_Short exercise_
Copy every line of the listing below, including the requests but leaving out the pictures, and reduce each coordinate in the answers by 24. Leave the numbers in the requests and their format descriptions unchanged.
+++ Data supplied +++
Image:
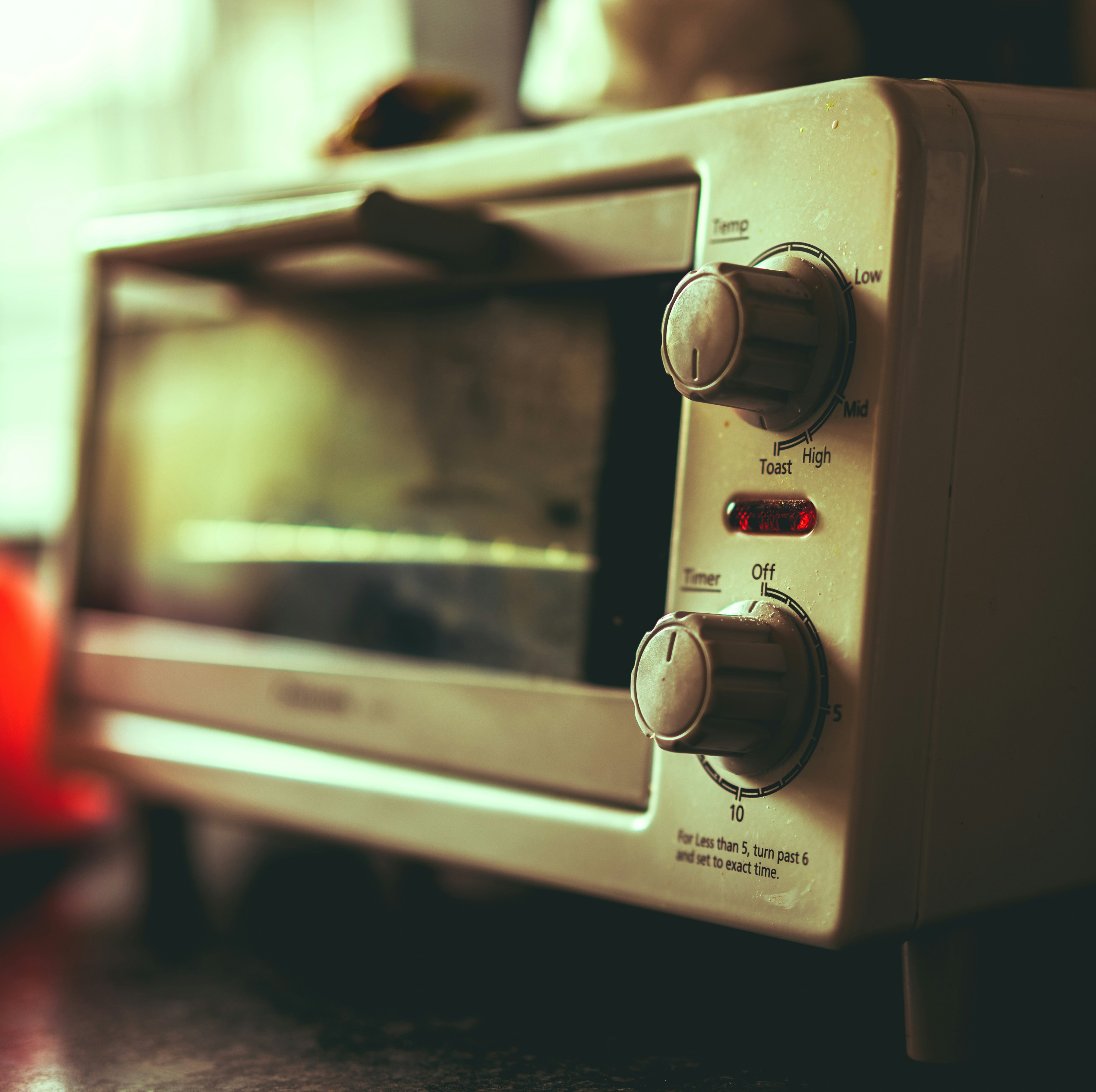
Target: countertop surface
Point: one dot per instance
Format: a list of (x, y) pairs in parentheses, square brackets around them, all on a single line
[(329, 970)]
+++
_Response to the exercise_
Image:
Target: countertop surface
Point: one dot per instance
Format: a list of (x, y) pairs in parentheses, square brackets around them, all on a single line
[(305, 946)]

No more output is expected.